● Instructions for the task: Please give the lines below as a Markdown table with a Row column numbering each row and an Entry column holding the line, leaving out blank lines. Begin at the line that has "Somewhere in this screenshot there is a man's dark" and stop after the line that has "Somewhere in this screenshot there is an altocumulus".

● Supplied material:
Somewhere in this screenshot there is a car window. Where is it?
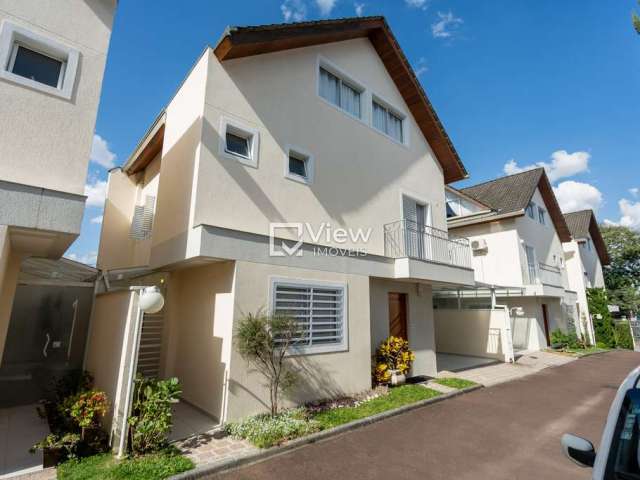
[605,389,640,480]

--

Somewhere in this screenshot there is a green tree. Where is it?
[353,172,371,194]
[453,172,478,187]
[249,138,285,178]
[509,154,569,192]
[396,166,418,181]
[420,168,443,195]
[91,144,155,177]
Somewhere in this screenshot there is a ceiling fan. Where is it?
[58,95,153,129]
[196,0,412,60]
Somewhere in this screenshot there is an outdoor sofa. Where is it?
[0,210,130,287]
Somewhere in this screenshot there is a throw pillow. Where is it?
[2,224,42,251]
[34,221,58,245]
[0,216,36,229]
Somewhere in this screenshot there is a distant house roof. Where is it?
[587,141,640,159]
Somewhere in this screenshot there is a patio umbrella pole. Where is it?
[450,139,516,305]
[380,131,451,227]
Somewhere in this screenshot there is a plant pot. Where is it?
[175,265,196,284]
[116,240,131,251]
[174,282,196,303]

==

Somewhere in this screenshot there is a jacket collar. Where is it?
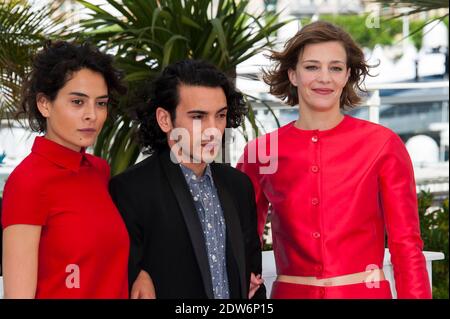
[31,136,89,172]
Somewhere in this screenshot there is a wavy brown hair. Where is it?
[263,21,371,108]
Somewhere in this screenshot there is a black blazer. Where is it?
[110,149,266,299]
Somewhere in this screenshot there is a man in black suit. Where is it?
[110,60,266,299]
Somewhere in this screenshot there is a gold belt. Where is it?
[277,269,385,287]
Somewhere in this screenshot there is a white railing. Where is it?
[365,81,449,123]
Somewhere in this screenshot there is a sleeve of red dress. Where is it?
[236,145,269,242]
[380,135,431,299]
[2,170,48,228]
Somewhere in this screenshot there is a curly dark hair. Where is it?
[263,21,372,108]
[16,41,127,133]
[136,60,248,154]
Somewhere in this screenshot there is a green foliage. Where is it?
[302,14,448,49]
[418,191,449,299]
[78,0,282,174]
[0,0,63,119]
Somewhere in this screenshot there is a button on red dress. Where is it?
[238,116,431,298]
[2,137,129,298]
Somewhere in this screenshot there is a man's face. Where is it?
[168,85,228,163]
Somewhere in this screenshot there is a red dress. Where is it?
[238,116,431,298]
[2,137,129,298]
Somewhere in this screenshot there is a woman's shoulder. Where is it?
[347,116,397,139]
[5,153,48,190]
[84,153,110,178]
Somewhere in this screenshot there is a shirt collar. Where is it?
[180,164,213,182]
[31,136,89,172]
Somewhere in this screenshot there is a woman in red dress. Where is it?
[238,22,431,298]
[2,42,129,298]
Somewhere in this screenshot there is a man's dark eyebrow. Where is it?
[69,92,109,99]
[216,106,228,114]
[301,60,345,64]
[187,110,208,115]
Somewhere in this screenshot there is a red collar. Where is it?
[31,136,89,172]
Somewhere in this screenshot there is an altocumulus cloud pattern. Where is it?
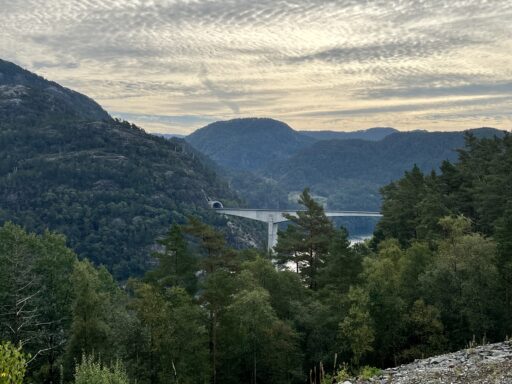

● Problem solution:
| Row | Entry |
|---|---|
| 1 | Somewhere in this screenshot there is a man's dark eyebrow. Where is it? |
| 2 | [69,92,109,99] |
| 3 | [216,106,228,114] |
| 4 | [301,60,345,64] |
| 5 | [187,110,208,115] |
| 6 | Somewhere in this screenshot there is a red collar. Where is it? |
| 7 | [31,136,89,172] |
| 8 | Somewhere in this screenshot there is an altocumulus cloud pattern. Where is it? |